Raw data
------------------------------------

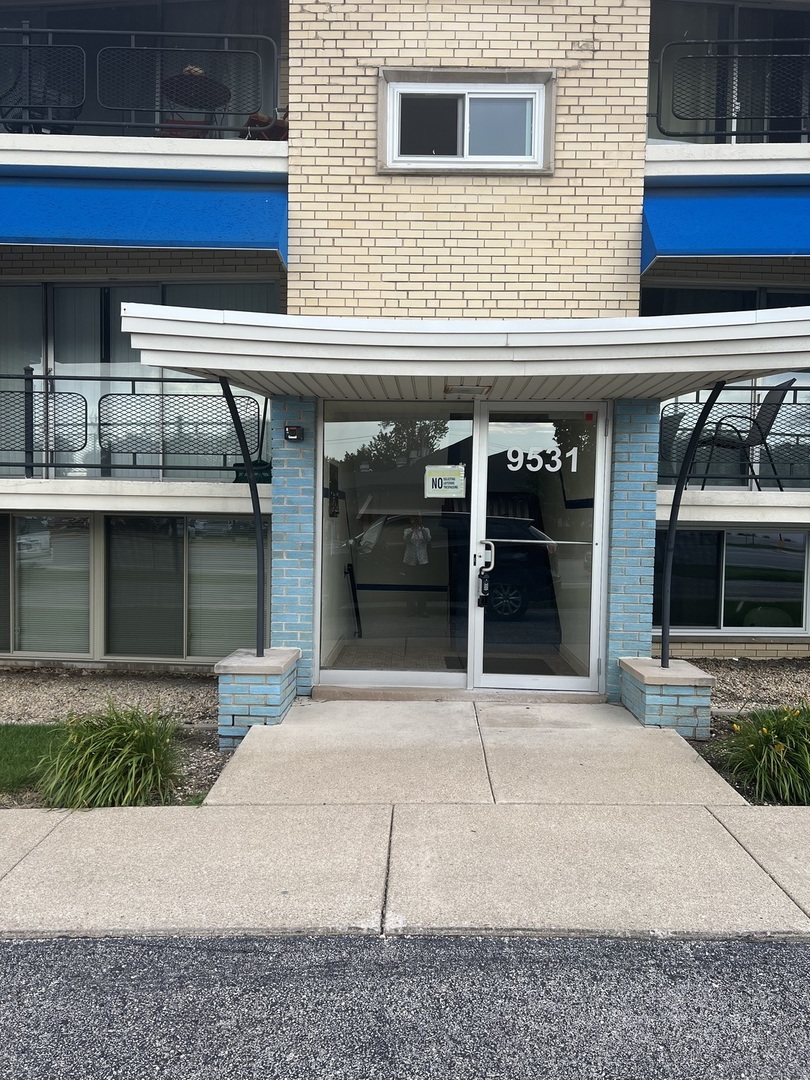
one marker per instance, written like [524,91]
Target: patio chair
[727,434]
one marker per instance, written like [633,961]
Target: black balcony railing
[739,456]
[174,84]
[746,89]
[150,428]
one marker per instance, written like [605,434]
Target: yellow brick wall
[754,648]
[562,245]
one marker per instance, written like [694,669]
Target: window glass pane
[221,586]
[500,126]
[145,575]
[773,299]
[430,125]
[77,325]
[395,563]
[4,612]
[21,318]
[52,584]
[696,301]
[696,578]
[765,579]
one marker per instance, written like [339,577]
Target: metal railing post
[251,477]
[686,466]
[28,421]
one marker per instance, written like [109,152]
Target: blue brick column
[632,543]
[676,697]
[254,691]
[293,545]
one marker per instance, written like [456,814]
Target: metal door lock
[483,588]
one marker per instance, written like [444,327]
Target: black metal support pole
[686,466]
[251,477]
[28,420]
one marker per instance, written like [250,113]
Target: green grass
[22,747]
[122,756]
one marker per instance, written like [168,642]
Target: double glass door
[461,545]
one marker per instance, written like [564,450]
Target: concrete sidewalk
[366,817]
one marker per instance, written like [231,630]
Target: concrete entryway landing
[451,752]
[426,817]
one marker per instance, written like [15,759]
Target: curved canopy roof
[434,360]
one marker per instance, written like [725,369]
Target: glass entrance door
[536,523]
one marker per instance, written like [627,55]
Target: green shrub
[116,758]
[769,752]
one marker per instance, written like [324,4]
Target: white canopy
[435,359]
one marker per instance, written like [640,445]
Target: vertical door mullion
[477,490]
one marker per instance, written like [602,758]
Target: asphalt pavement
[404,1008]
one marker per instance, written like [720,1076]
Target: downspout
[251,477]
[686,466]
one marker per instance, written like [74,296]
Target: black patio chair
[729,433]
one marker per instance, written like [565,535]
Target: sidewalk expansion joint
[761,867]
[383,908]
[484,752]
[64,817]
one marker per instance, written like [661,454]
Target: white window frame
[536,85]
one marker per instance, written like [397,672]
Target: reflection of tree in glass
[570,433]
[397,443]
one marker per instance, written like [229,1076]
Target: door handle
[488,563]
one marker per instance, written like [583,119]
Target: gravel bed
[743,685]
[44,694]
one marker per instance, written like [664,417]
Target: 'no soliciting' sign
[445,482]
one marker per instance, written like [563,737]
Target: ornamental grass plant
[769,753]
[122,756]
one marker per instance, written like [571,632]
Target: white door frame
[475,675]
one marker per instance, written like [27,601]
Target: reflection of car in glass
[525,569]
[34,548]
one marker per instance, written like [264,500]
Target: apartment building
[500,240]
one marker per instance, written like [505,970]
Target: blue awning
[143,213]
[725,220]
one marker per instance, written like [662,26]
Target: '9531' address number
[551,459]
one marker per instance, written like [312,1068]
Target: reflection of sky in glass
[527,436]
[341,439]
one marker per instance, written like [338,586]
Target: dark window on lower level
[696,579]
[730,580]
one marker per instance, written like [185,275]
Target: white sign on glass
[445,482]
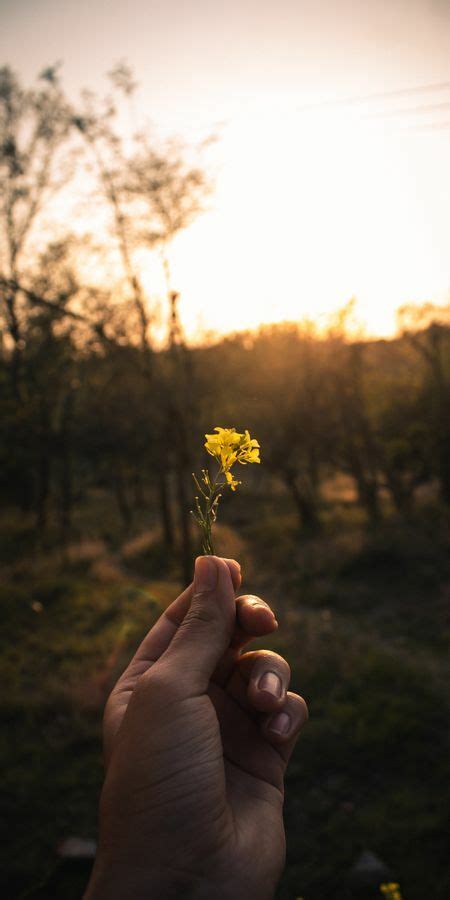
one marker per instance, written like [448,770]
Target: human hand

------------------------------------

Objective
Could you copy all of the material above verbatim, leaving out the images?

Response for this exercise
one marker per instance, written like [524,91]
Target: patio chair
[727,434]
one marker per instance, written like [633,961]
Target: black balcony railing
[739,456]
[174,84]
[746,89]
[150,428]
one marker per instance, written like [605,434]
Target: yellow brick wall
[754,648]
[562,245]
one marker per instance, written like [694,669]
Target: window glass pane
[221,586]
[500,126]
[145,575]
[773,299]
[430,125]
[77,325]
[395,563]
[4,612]
[21,318]
[52,584]
[696,301]
[696,578]
[765,579]
one marker per instance, written like [339,577]
Target: metal railing post
[251,477]
[686,466]
[28,421]
one marker per instance, written like [109,152]
Target: blue brick column
[632,543]
[676,697]
[254,691]
[293,545]
one marker per instance, written like [456,814]
Target: metal door lock
[483,588]
one marker per instance, written like [444,327]
Target: black metal support pole
[686,466]
[251,477]
[28,420]
one marker per instance, written like [250,113]
Target: green grass
[22,747]
[122,756]
one marker per instance, written like [168,642]
Target: double glass door
[461,545]
one marker per instance, written like [564,450]
Target: concrete sidewalk
[366,817]
one marker per instance, written like [231,630]
Target: concrete entryway landing
[451,752]
[426,817]
one marker per instance, written like [15,759]
Target: curved canopy roof
[434,360]
one marker per instance, written like [725,369]
Target: glass entrance door
[536,523]
one marker per instance, written like [627,55]
Target: green shrub
[116,758]
[769,752]
one marker per instance, written like [324,4]
Target: white canopy
[435,359]
one marker per instance, written like [640,445]
Target: vertical door mullion
[477,490]
one marker per instance, written like [602,758]
Target: asphalt pavement
[404,1008]
one marker per instance, written like [720,1076]
Target: downspout
[251,477]
[686,466]
one marker per instance, written like [74,296]
Target: black patio chair
[729,433]
one marker per instance, written like [565,535]
Target: sidewalk expansion joint
[761,867]
[383,908]
[484,752]
[64,817]
one marker per instance, written like [661,454]
Target: white window frame
[536,85]
one marker per instance, written like [397,672]
Target: reflection of tree in glass
[570,433]
[397,443]
one marker per instance, written like [229,1076]
Target: door handle
[488,563]
one marker per instance, written like [583,119]
Target: gravel bed
[743,685]
[44,694]
one marker per instance, written like [664,417]
Target: 'no soliciting' sign
[445,482]
one marker per instance, written like [563,737]
Target: ornamental grass plant
[769,753]
[122,756]
one marker per instance, written like [571,632]
Target: white door frame
[475,675]
one marker per instance, written like [27,601]
Target: reflection of car in glass
[525,569]
[34,548]
one marker per instance, written like [264,500]
Target: apartment building
[500,240]
one marker per instance, written like [505,970]
Target: blue awning
[143,213]
[725,220]
one marker per instance, written like [662,26]
Target: '9531' address number
[551,459]
one marker per instance, written like [312,1068]
Target: reflection of sky in glass
[527,436]
[341,439]
one marker per instance, written like [338,586]
Target: dark window on lower level
[696,579]
[730,580]
one marker per instance, written like [185,275]
Target: white sign on glass
[445,482]
one marker per instance, written like [448,770]
Target: human hand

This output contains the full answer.